DESCRIPTION OF THE TASK
Put every line of the rows below into a Markdown table with the columns No. and Line, numbering each line and leaving out blank lines.

[Entries from a point annotation set]

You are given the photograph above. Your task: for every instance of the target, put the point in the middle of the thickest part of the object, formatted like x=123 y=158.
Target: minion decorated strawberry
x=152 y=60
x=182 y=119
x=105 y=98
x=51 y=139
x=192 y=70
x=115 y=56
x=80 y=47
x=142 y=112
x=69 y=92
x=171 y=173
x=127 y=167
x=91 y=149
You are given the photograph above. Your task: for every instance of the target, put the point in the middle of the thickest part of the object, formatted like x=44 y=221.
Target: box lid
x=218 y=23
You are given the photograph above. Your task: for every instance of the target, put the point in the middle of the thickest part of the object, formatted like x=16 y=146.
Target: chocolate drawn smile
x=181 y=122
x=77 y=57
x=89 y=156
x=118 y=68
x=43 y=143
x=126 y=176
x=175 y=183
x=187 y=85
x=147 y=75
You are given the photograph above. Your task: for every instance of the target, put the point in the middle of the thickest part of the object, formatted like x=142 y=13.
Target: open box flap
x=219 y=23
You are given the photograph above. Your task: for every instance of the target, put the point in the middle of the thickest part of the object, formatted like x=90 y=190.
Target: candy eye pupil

FULL SOLUTION
| No. | Line |
|---|---|
| 1 | You are given the photograph above. Your task: for every instance of the target, put the point in the middle of the thickest part of the object, formatted like x=123 y=158. |
| 2 | Target: minion decorated strawberry |
| 3 | x=152 y=60 |
| 4 | x=182 y=119 |
| 5 | x=105 y=98 |
| 6 | x=51 y=139 |
| 7 | x=192 y=70 |
| 8 | x=115 y=56 |
| 9 | x=80 y=47 |
| 10 | x=142 y=112 |
| 11 | x=69 y=92 |
| 12 | x=171 y=173 |
| 13 | x=127 y=167 |
| 14 | x=91 y=149 |
| 15 | You are given the photograph above. Your task: for every instance of the target, put the point in the middle of the thickest part of the object, formatted like x=44 y=221. |
| 16 | Target: box lid |
| 17 | x=218 y=23 |
| 18 | You are given the photograph above. Your task: for every instance of the target, put the point in the middle of the thickest part of the object, formatted like x=16 y=146. |
| 19 | Target: chocolate drawn smile |
| 20 | x=181 y=122 |
| 21 | x=77 y=57 |
| 22 | x=89 y=156 |
| 23 | x=118 y=68 |
| 24 | x=43 y=143 |
| 25 | x=126 y=176 |
| 26 | x=175 y=183 |
| 27 | x=187 y=85 |
| 28 | x=147 y=75 |
| 29 | You are given the photograph above. Your task: for every instance of the target, put the point in the middle of the thickest part of the object, formatted like x=142 y=13. |
| 30 | Target: open box flap |
| 31 | x=219 y=23 |
| 32 | You are given the photograph above. Your task: for every instance of the target, put the point in the middle of the thickest part of the object, formatted like x=90 y=190. |
| 33 | Target: candy eye pupil |